>>>>

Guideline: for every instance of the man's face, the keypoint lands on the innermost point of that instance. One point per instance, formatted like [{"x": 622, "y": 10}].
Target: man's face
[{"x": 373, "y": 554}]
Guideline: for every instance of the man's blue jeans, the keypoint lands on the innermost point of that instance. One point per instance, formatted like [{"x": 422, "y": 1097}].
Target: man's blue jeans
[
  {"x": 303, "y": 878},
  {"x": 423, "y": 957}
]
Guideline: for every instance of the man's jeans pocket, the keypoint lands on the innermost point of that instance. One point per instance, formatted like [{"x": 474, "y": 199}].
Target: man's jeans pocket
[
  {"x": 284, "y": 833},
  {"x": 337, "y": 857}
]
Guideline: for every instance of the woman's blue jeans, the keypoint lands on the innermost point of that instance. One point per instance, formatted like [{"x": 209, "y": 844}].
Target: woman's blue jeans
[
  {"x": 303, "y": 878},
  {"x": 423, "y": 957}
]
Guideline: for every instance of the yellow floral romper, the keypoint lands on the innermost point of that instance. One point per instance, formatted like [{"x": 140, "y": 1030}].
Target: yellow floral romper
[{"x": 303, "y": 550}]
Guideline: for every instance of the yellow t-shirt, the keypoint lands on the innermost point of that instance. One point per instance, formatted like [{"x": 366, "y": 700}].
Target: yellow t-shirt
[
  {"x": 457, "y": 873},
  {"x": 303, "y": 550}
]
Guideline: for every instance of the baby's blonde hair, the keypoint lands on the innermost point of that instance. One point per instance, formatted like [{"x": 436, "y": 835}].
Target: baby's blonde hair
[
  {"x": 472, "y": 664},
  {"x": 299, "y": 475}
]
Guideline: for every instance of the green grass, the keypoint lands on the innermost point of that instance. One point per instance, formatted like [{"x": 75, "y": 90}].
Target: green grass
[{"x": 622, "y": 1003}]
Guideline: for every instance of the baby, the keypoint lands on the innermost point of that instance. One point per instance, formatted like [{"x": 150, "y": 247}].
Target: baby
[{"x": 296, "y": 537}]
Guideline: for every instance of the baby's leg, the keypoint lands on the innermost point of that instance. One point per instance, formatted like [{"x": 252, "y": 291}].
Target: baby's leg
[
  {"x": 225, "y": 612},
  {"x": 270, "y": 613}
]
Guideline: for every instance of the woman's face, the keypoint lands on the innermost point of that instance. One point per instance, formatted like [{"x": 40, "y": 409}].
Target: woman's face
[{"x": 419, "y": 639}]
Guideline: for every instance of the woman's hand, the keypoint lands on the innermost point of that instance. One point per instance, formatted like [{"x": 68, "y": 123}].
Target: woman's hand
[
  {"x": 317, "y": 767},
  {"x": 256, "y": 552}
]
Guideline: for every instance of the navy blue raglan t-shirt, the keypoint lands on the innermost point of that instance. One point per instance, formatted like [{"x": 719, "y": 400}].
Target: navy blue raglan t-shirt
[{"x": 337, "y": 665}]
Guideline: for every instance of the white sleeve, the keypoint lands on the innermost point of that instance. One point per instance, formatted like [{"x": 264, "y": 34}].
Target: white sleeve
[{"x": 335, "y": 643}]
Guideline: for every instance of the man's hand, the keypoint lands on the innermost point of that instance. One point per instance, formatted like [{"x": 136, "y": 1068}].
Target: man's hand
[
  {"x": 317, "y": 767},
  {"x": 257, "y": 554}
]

<<<<

§ **STATED TASK**
Duplicate every line of the records above, character for character.

§ **EXPECTED ANSWER**
Guideline: for every instance of the man's face, the keypoint lands on the innermost point of that instance. One point per instance, formatted like [{"x": 622, "y": 10}].
Target: man's face
[{"x": 373, "y": 554}]
Guideline: for every instance of the man's blue jeans, the keypoint lands on the innermost point of that instance. One point per instance, formatted like [{"x": 422, "y": 1097}].
Target: man's blue jeans
[
  {"x": 303, "y": 878},
  {"x": 423, "y": 957}
]
Guideline: for every instance of the man's jeans pocket, the keypoint lands on the innermost point of that instance. One point per instance, formatted like [{"x": 474, "y": 199}].
Target: man's jeans pocket
[
  {"x": 284, "y": 833},
  {"x": 337, "y": 857}
]
Guideline: for every instance of the woman's blue jeans, the keypoint lands on the innermost point of that instance. One point per instance, formatted like [{"x": 209, "y": 844}].
Target: woman's blue jeans
[
  {"x": 303, "y": 878},
  {"x": 423, "y": 957}
]
Guideline: for every instance of the yellow floral romper, the keypoint lands on the innermost point of that instance. One point per instance, formatted like [{"x": 140, "y": 1030}].
Target: yellow floral romper
[{"x": 303, "y": 550}]
Guideline: for every instance of the yellow t-shirt, the keypoint lands on the innermost point of that instance. One point per instance, formatted like [{"x": 366, "y": 700}].
Target: yellow t-shirt
[
  {"x": 457, "y": 873},
  {"x": 303, "y": 550}
]
Guideline: for every instance of the baby's blonde hair, the keypoint lands on the innermost point of that instance. One point per instance, formatted like [{"x": 436, "y": 835}].
Target: baby's blonde hair
[
  {"x": 472, "y": 664},
  {"x": 299, "y": 475}
]
Guideline: for every instance of the green grass, the keypoint lands on the innermost point of that instance. One point per instance, formatted like [{"x": 75, "y": 90}].
Target: green grass
[{"x": 622, "y": 1003}]
Guideline: for every instance of the baby, the keypoint lands on the innermost point of that instance. One point per instance, formatted like [{"x": 150, "y": 247}].
Target: baby
[{"x": 296, "y": 537}]
Guideline: for every instance of the baby's leg, the keypoint lands on the innermost point of that instance. One point per instance, formatted like [{"x": 252, "y": 291}].
Target: baby's leg
[
  {"x": 225, "y": 612},
  {"x": 270, "y": 613}
]
Guideline: for every instance of the woman's face, the keypoint lands on the innermost point of that instance. One point per instance, formatted like [{"x": 40, "y": 409}].
Target: woman's face
[{"x": 419, "y": 639}]
Guideline: for every instance of the woman's hand, the keypoint lands on the innermost point of that instance. One point per instance, formatted like [{"x": 68, "y": 123}].
Target: woman's hand
[
  {"x": 317, "y": 767},
  {"x": 256, "y": 552}
]
Guideline: for every instance of the navy blue raglan t-shirt, the keypoint lands on the innermost point of that instance. One point per instance, formatted like [{"x": 719, "y": 400}].
Target: navy blue raglan t-shirt
[{"x": 337, "y": 665}]
Guideline: for every instance of the white sleeve, the keypoint lands on the innermost point of that instance. One point per instance, formatted like [{"x": 264, "y": 34}].
Target: white sleeve
[{"x": 335, "y": 643}]
Guideline: for every instance of the man's hand, the keypoint lands on the innermost point of that instance. One point per instance, formatted like [{"x": 136, "y": 1068}].
Target: man's hand
[
  {"x": 317, "y": 767},
  {"x": 257, "y": 554}
]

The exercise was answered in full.